Os novos empreendedores de São João de Meriti
por Nathália Braga
É 1983. Uma menina brinca pela casa enquanto o jovem casal Helenice e Dermeval celebra a gravidez da segunda criança. Sem temer o lento crescimento de São João de Meriti, a família escolheu a cidade para morar. Reconhecida pela vizinhança pelo caprichoso trabalho de manicure, Helenice precisa abandonar a profissão por conta da gestação para confeccionar bijuterias. É neste momento que, após uma súbita demissão, Dermeval se junta à esposa para comercializar as joias pela Baixada Fluminense afora.
Respirando ares de empreendedorismo, nasce Liliane Moraes, criadora de uma casa de festas infantil e designer de moda. O divórcio dos pais veio junto com o início da adolescência, e desde então o trio de mulheres da família Moraes conduz seus negócios.
###
- _TAREFAS OBRIGATÓRIAS_:
**a)** Cite todos os membros da família mencionados pelo nome no texto sobre os empreendedores de São João de Meriti.
**b)** Resuma em duas frases o texto sobre os empreendedores de São João de Meriti.
**c)** Retome o texto sobre os empreendedores de São João de Meriti a partir do ponto em que ele termina.
O material que vem depois do texto tem outra origem.

- _SEGMENTO DE DADOS_:
###
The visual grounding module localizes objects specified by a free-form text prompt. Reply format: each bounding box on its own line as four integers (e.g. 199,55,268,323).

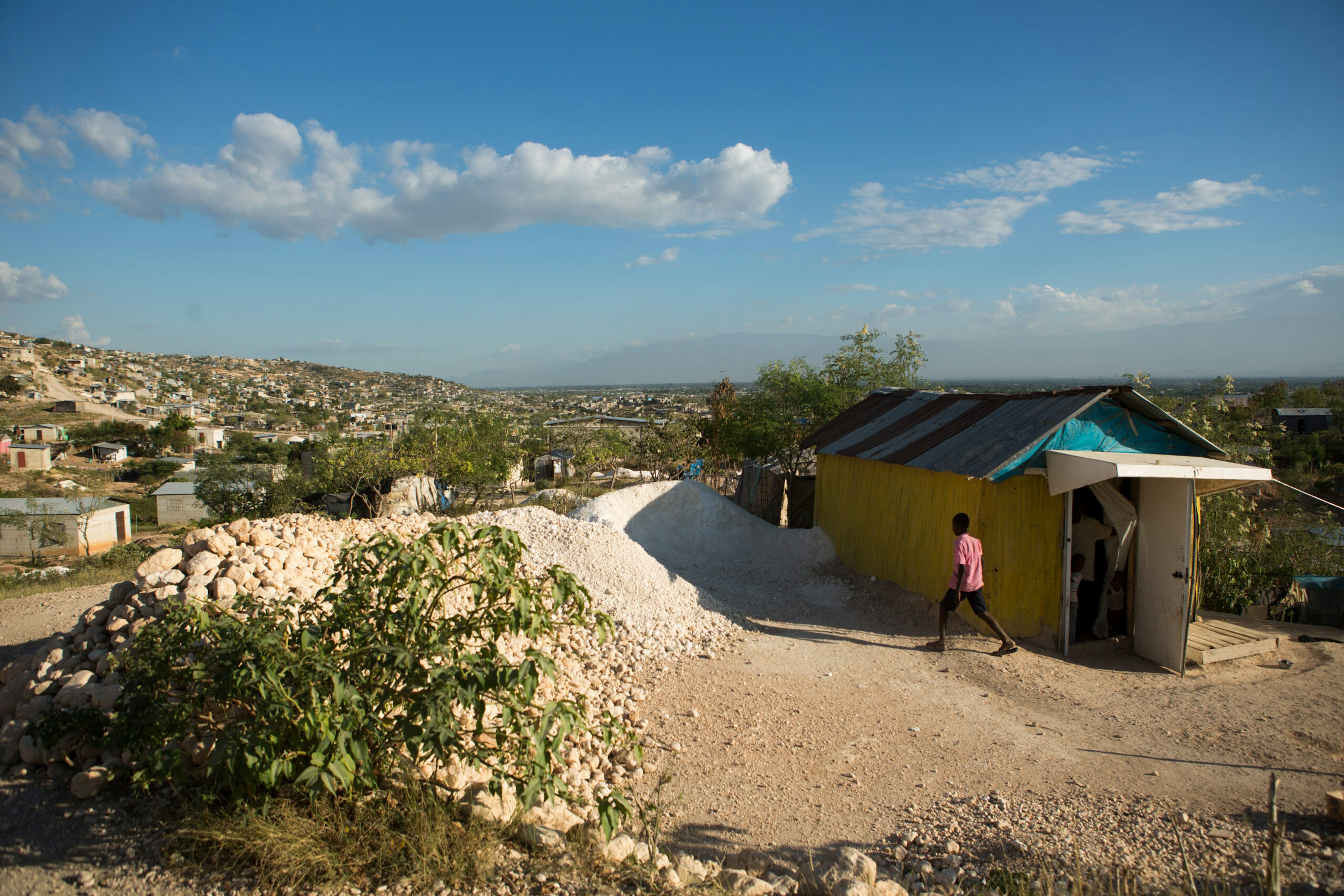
###
- _RESPOSTAS POR TAREFA_:
**a)** Helenice, Dermeval e Liliane Moraes.

**b)** Em 1983, o casal Helenice e Dermeval, que escolheu morar em São João de Meriti, passou a confeccionar bijuterias e a vendê-las pela Baixada Fluminense depois que Helenice deixou o trabalho de manicure por causa da gravidez e Dermeval foi demitido. A segunda filha, Liliane Moraes, tornou-se criadora de uma casa de festas infantil e designer de moda, e desde o divórcio dos pais as três mulheres da família Moraes conduzem seus negócios.

**c)**
A empresária conta que já operou máquinas complexas de costura com apenas 12 anos de idade e experimenta diferentes profissões sem abandonar o solo meritiense.
Atualmente, o município de São João de Meriti possui 478 mil habitantes e é um dos locais mais populosos por metro quadrado da América Latina. Com quase setenta anos de fundação, a cidade já foi motivo de procura nacional devido à fama do bairro Vilar dos Teles, mais conhecido como a ‘Capital do Jeans’ dos anos 80. Nesta época, a família de Liliane decidiu confeccionar mochilas para revender nas disputadas lojas da região. Com o sucesso do comércio, mãe e filhas abriram juntas uma loja. A poucos metros dali, a inclinação de um prédio das redondezas virou notícia. O motivo: excesso de equipamentos de costura pesados dentro do imóvel.
Mesmo durante as quase duas décadas da ‘febre’ da Capital do Jeans, o trio não teve descanso. “Tivemos confecção de roupas, fizemos terceirização de serviço com bordados computadorizados, abrimos lojas de roupas e após 10 anos acabamos entrando no ramo de festas infantis”, narra Liliane. A casa de festas ‘Estrelando’, inaugurada em 2014, é reflexo da inovação, que supera as crises.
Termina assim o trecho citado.